### Given text
══════════

Re: [AMBER] leap cannot read MOL2 file that it has written before: small fix suggested

From: M. L. Dodson <mldodson.comcast.net>
Date: Fri, 11 Nov 2011 09:00:38 -0600

On Nov 11, 2011, at 4:00 AM, Jan-Philip Gehrcke wrote:

> Thanks for your comment, Bud. I propose a new change (explanation follows):
>
> --- src/leap/pdbFile.c.old 2011-11-11 10:54:44.552943823 +0100
> +++ src/leap/pdbFile.c 2011-11-11 10:52:11.704288206 +0100
> .. -1301,6 +1301,7 ..
> prPPdb->rRes = NULL;
> prPPdb->iPdbSequence = -9999;
> prPPdb->uUnit = (UNIT)oCreate(UNITid);
> + ContainerSetName(prPPdb->uUnit, "default_name");
> prPPdb->iNextUnit = 0;
> if ( prPPdb->iMaxSerialNum == 0 ) {
> VP0(( "\tNo atoms!\n" ));
>
> Speaking in the leap code language, a molecular structure is represented
> in a UNIT, which itself is contained in a CONTAINER. The `sName`
> attribute of this CONTAINER in the end gets written to the MOL2 file as
> molecule name. In container.c, line 127 `sName` is initialized as an
> empty string
>
> strcpy(c->sName, "" );
>
> *after* UNIT creation, i.e. defining a default name for the container
> carrying the UNIT in the UNIT constructor does not make sense, since it
> is overwritten later on.
>
> Hence, the "XXX" you are proposing was chosen to be an "" by the
> original author. This is also what ends up in the MOL2 file. We cannot
> estimate which and how many consequences a change of this default
> container name would have. I think another default string could change
> the behavior of leap in may different places, since basically everything
> in leap is represented as a CONTAINER. Therefore, I think it's risky to
> change this default name. At least it would require a lot of testing
> afterwards.
>

Got it. Without reading the code, my guess at how it works was too
simplistic.

> I suggest defining a new default name for UNITs created from PDB files.
> The correct place to do this is in function `zPdbReadAndCreateUnit` in
> pdbFile.c. In line 1303, the new UNIT -- which will carry the PDB
> content -- is constructed:
>
> prPPdb->uUnit = (UNIT)oCreate(UNITid);
>
> Consequently, one could add a new line 1304:
>
> ContainerSetName(prPPdb->uUnit, "default_name");
>
> This is also shown in the diff above. I've tested this; "default_name"
> ends up in the written MOL2 file as molecule name without any other
> changes to the original code.
>
> This would be entirely analogue to the behavior I see in tripos.c, which
> defines how MOL2 files are read. There, the molecule name is read from
> the input file and saved to the CONTAINER in the same way as now
> proposed for the PDB case (ll 138 and 140):
>
> T_FSCANF(iRet, fIn, sLine, (sLine, "%s", sUnitName), FAIL);
> ContainerSetName(uUnit, sUnitName);
>
> Jan-Philip
>

Works for me!

══════════

### Data section
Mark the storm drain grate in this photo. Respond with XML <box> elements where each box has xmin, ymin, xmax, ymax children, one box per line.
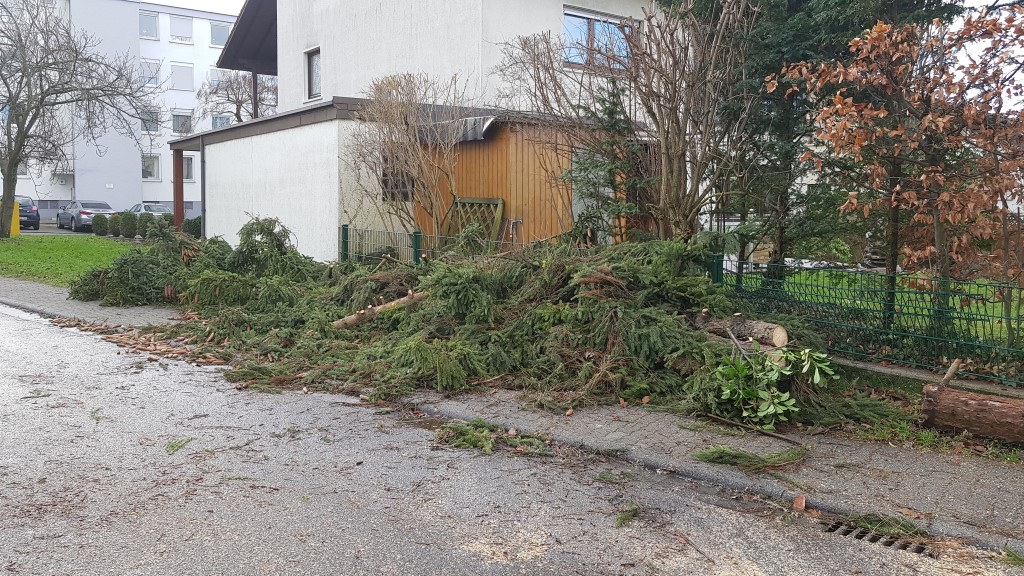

══════════

### What is being asked
Reproduce the part of the AMBER thread between "Got it. Without" and "from PDB files.", inclusive. The data above stands apart from the AMBER thread.

### Exercise answer
Got it. Without reading the code, my guess at how it works was too
simplistic.

> I suggest defining a new default name for UNITs created from PDB files.